● Extracted data entries
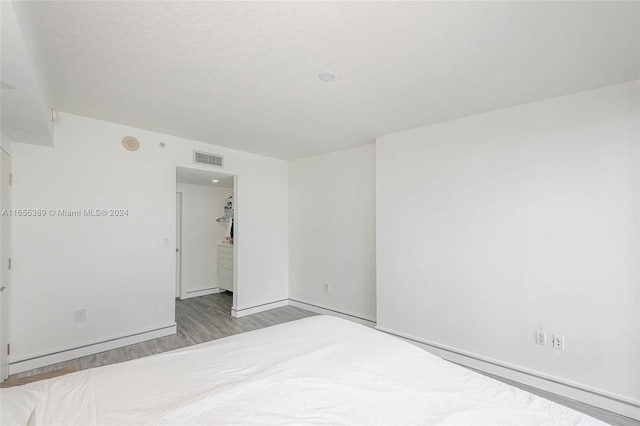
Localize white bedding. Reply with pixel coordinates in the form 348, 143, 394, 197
23, 316, 604, 425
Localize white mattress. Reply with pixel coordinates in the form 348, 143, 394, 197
29, 316, 604, 425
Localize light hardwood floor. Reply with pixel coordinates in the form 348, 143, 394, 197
10, 293, 640, 426
9, 292, 316, 379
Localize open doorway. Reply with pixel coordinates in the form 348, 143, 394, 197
175, 167, 237, 319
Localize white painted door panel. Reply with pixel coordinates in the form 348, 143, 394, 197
0, 149, 11, 381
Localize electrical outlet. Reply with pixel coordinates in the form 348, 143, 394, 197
553, 334, 564, 350
76, 309, 87, 322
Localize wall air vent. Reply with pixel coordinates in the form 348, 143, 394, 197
193, 151, 224, 167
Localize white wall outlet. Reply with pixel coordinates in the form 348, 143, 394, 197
553, 334, 564, 350
76, 309, 87, 322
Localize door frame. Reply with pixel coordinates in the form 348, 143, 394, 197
0, 147, 11, 382
175, 191, 183, 299
173, 164, 241, 315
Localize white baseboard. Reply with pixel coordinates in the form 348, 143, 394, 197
231, 299, 289, 318
9, 323, 177, 374
376, 327, 640, 420
289, 299, 376, 328
180, 287, 224, 300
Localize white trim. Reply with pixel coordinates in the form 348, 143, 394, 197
9, 323, 178, 374
289, 299, 376, 328
231, 299, 289, 318
376, 326, 640, 420
180, 287, 223, 300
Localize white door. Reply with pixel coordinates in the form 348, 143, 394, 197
0, 149, 11, 381
176, 192, 182, 297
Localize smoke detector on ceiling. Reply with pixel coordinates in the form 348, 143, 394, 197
122, 136, 140, 151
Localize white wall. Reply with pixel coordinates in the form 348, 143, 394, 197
0, 1, 53, 146
376, 81, 640, 410
289, 145, 376, 321
176, 182, 233, 298
11, 114, 288, 362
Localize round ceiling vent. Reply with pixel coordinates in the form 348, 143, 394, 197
122, 136, 140, 151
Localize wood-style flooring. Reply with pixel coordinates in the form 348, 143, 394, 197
9, 292, 640, 426
9, 292, 316, 379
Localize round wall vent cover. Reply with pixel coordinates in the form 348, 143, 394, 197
122, 136, 140, 151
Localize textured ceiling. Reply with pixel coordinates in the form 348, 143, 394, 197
34, 1, 640, 159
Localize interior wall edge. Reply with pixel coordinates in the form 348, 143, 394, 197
289, 298, 376, 328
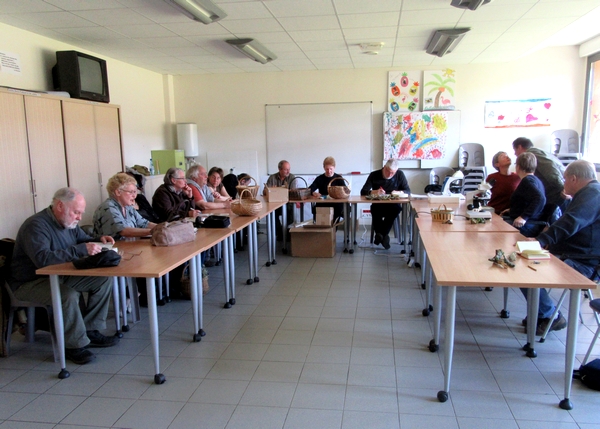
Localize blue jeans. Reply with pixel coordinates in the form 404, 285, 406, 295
521, 259, 598, 319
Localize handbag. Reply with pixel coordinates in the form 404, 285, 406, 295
73, 249, 121, 270
150, 220, 196, 246
202, 215, 231, 228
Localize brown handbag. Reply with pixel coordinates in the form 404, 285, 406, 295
150, 220, 196, 246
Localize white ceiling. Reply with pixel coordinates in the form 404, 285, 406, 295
0, 0, 600, 75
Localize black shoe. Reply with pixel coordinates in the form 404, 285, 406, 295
65, 348, 96, 365
86, 331, 119, 347
381, 234, 390, 250
373, 232, 383, 245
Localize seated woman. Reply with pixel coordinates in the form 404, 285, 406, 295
94, 173, 156, 240
310, 156, 346, 221
501, 152, 546, 237
206, 167, 231, 201
485, 152, 521, 214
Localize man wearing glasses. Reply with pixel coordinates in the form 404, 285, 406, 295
152, 167, 200, 222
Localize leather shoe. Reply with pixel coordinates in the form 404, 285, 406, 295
86, 330, 119, 347
65, 348, 96, 365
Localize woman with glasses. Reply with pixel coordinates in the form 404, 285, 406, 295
94, 173, 156, 240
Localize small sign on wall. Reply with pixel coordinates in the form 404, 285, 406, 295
0, 51, 21, 76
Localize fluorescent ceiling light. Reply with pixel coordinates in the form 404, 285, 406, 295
450, 0, 492, 10
225, 39, 277, 64
425, 28, 471, 57
165, 0, 227, 24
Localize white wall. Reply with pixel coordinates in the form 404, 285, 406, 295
0, 23, 172, 165
174, 47, 585, 192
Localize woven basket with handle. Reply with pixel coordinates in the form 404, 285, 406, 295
231, 189, 262, 216
290, 177, 310, 201
235, 176, 259, 199
327, 177, 350, 200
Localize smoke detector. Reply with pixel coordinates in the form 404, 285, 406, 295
358, 42, 384, 55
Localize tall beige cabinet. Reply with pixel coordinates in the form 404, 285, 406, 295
0, 89, 123, 238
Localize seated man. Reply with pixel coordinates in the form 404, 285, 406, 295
360, 159, 410, 249
9, 188, 119, 365
501, 152, 546, 237
485, 152, 521, 214
524, 160, 600, 335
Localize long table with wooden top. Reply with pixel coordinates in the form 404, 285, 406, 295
36, 228, 235, 384
420, 230, 596, 410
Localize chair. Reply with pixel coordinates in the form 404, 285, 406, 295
0, 238, 58, 361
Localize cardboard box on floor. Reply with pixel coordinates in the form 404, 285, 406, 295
290, 222, 338, 258
265, 186, 290, 203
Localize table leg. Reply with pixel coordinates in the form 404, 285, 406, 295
559, 289, 581, 410
146, 277, 166, 384
523, 288, 540, 358
50, 275, 71, 379
437, 286, 456, 402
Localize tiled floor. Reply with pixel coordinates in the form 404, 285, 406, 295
0, 231, 600, 429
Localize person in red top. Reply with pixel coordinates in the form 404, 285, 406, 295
485, 152, 521, 214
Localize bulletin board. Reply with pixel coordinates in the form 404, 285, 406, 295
265, 101, 373, 174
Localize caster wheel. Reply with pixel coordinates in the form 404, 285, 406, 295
558, 398, 573, 410
154, 374, 167, 384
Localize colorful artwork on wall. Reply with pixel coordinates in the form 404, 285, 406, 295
388, 71, 421, 112
423, 69, 456, 111
484, 98, 552, 128
383, 112, 448, 160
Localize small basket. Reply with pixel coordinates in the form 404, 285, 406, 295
289, 177, 310, 201
431, 204, 454, 222
327, 177, 350, 200
231, 189, 262, 216
235, 176, 259, 199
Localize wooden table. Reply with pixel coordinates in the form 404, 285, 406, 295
420, 231, 596, 410
36, 228, 235, 384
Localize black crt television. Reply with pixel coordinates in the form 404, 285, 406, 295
52, 51, 110, 103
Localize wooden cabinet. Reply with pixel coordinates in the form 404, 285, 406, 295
63, 100, 123, 225
0, 92, 67, 238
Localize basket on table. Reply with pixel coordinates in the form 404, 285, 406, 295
289, 177, 311, 201
231, 189, 262, 216
235, 176, 259, 199
327, 177, 350, 200
431, 204, 454, 222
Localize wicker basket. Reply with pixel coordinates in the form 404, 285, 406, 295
327, 177, 350, 200
235, 176, 259, 199
231, 189, 262, 216
431, 204, 454, 222
289, 177, 311, 201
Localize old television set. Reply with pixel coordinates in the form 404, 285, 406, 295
52, 51, 110, 103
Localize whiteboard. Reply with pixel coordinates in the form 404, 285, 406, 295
265, 101, 373, 174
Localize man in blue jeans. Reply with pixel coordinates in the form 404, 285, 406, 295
523, 160, 600, 335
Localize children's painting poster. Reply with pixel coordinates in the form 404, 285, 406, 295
484, 98, 552, 128
388, 71, 421, 112
423, 69, 456, 111
383, 112, 448, 160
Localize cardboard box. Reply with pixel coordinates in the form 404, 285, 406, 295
315, 205, 333, 226
265, 186, 290, 203
290, 221, 337, 258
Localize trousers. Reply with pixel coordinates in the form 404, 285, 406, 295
14, 276, 113, 349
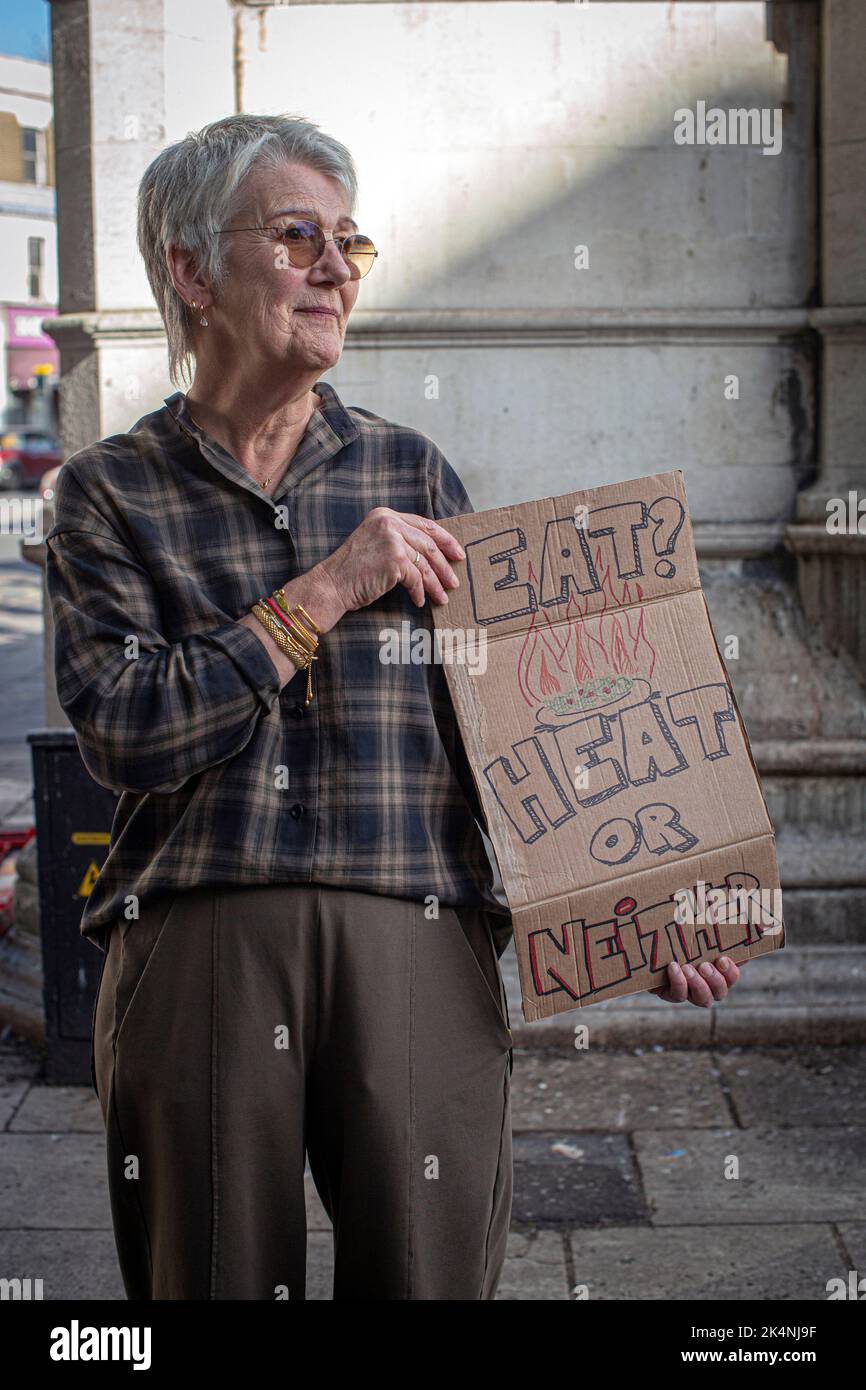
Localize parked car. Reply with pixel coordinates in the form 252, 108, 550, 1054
0, 425, 63, 489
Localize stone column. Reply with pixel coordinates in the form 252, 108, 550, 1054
785, 0, 866, 674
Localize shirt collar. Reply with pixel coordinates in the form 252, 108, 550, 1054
165, 381, 360, 507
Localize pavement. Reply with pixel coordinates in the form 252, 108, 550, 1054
0, 1034, 866, 1302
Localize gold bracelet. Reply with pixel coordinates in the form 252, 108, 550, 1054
250, 602, 318, 705
295, 603, 321, 637
274, 584, 321, 637
252, 602, 313, 658
271, 589, 318, 652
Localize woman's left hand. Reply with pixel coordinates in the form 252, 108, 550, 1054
649, 956, 740, 1009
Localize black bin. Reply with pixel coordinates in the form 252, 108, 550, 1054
28, 728, 118, 1086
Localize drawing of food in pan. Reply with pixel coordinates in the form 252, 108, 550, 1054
537, 676, 651, 724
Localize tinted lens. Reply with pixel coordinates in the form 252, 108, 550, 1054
343, 235, 375, 279
281, 220, 325, 265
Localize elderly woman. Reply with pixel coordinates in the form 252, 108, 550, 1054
47, 115, 737, 1300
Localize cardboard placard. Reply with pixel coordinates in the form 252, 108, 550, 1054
432, 470, 784, 1022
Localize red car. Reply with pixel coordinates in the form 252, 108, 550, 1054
0, 425, 63, 491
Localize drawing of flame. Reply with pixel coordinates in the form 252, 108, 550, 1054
517, 548, 656, 708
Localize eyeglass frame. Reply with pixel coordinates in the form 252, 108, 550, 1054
217, 217, 378, 279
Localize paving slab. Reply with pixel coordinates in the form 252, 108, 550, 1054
496, 1230, 569, 1302
499, 942, 866, 1049
0, 1077, 31, 1130
512, 1048, 733, 1131
0, 1131, 111, 1230
0, 1033, 44, 1081
7, 1086, 106, 1134
0, 1230, 126, 1301
307, 1232, 334, 1302
512, 1130, 648, 1226
632, 1125, 866, 1226
569, 1222, 847, 1301
835, 1220, 866, 1278
303, 1169, 332, 1232
714, 1045, 866, 1127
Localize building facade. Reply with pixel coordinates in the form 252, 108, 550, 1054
0, 54, 60, 430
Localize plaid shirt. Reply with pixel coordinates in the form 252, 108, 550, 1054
46, 381, 510, 948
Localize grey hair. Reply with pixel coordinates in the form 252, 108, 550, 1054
138, 113, 357, 385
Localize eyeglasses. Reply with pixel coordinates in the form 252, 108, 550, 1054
220, 217, 378, 279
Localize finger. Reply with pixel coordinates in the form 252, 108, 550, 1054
683, 965, 713, 1009
393, 512, 466, 560
714, 956, 740, 990
400, 537, 439, 607
652, 960, 688, 1004
395, 516, 460, 596
698, 960, 727, 999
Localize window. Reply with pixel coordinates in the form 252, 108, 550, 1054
26, 236, 44, 299
21, 125, 40, 183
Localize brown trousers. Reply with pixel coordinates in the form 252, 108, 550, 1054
93, 884, 513, 1300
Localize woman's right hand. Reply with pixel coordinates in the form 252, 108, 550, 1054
317, 507, 466, 612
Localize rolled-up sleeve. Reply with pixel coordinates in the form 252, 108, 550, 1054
46, 464, 281, 792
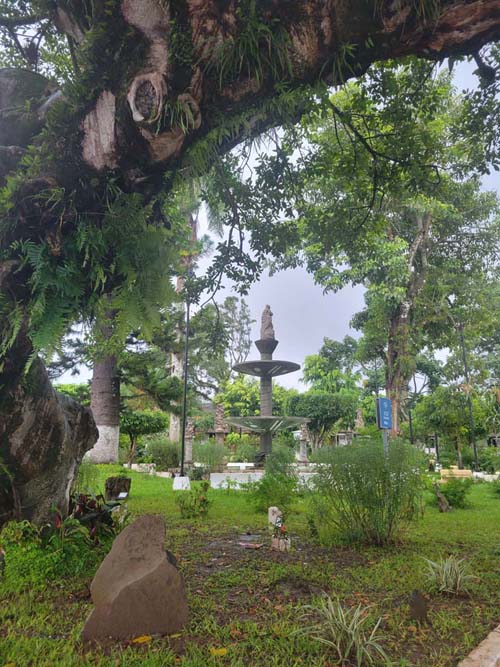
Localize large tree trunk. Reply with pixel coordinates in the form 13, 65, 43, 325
386, 213, 432, 436
0, 344, 97, 525
0, 0, 500, 518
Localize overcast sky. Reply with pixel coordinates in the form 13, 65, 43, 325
59, 63, 500, 388
200, 63, 500, 388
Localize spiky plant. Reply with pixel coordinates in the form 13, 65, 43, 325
424, 556, 478, 595
301, 595, 389, 667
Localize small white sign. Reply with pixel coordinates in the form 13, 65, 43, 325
173, 476, 191, 491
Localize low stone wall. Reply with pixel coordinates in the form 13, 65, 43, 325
458, 625, 500, 667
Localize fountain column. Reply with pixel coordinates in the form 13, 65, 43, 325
226, 306, 308, 464
255, 336, 278, 456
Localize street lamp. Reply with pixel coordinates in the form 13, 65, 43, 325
447, 294, 479, 470
181, 294, 190, 477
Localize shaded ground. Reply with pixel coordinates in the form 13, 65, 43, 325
0, 473, 500, 667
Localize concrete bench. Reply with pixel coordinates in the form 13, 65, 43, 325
441, 466, 472, 480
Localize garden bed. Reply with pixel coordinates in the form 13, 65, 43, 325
0, 466, 500, 667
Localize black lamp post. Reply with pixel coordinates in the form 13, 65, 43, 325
181, 294, 191, 477
448, 294, 479, 470
458, 322, 479, 470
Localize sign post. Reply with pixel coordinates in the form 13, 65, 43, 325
375, 398, 392, 455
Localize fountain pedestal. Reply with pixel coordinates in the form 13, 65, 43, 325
226, 306, 308, 463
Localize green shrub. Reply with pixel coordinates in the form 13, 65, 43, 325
175, 481, 211, 519
311, 441, 423, 545
478, 447, 500, 475
225, 433, 259, 462
435, 477, 474, 509
490, 475, 500, 500
144, 433, 181, 470
72, 460, 99, 494
250, 447, 298, 512
193, 440, 226, 472
0, 514, 111, 592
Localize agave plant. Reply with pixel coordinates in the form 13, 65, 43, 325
301, 595, 389, 667
424, 556, 478, 595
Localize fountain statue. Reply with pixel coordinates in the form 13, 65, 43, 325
226, 306, 308, 463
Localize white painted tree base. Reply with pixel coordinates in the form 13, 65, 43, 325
173, 477, 191, 491
458, 625, 500, 667
83, 424, 120, 463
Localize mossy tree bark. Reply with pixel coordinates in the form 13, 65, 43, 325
0, 0, 500, 520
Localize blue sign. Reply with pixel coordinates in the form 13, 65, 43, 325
377, 398, 392, 428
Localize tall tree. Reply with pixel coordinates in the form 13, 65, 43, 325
0, 0, 500, 524
209, 62, 499, 433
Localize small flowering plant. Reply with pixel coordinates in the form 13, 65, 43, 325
273, 516, 288, 540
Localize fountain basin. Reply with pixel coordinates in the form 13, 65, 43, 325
233, 359, 300, 378
226, 416, 309, 433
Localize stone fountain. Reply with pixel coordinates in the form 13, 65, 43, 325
226, 306, 308, 463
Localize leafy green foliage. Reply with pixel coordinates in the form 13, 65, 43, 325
436, 477, 474, 509
208, 0, 291, 88
175, 481, 211, 519
311, 441, 423, 545
251, 447, 298, 513
288, 389, 358, 444
193, 440, 226, 472
144, 433, 180, 470
55, 384, 90, 405
120, 410, 168, 463
71, 459, 99, 494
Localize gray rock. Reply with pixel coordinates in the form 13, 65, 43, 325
82, 514, 188, 641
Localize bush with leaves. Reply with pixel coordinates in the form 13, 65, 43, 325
0, 513, 106, 592
478, 447, 500, 475
71, 460, 99, 494
193, 440, 226, 472
144, 433, 181, 470
225, 433, 259, 462
250, 447, 298, 512
120, 410, 169, 463
175, 481, 211, 519
490, 475, 500, 500
311, 440, 424, 545
434, 477, 474, 509
301, 596, 389, 667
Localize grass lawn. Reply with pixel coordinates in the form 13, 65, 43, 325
0, 466, 500, 667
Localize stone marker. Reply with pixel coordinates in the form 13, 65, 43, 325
267, 507, 283, 528
410, 590, 427, 623
82, 514, 188, 641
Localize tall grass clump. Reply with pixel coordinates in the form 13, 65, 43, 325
311, 441, 423, 545
301, 596, 389, 667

● AIM OF THE EXERCISE
Can you repeat the records from the line holding "Localize door frame." through the line holding "180, 287, 224, 300", inclusive, swapping "baseboard" for "skirting board" and leaving everything else the same?

● SOLUTION TO THIS EXERCISE
Localize door frame. Reply with pixel coordinates in the form 348, 143, 394, 197
0, 147, 11, 382
175, 191, 183, 299
173, 164, 241, 315
Localize white skirting board. Reply with pixel coordinates in the form 348, 143, 394, 197
231, 299, 289, 318
9, 323, 177, 374
376, 327, 640, 420
289, 299, 376, 328
180, 287, 224, 300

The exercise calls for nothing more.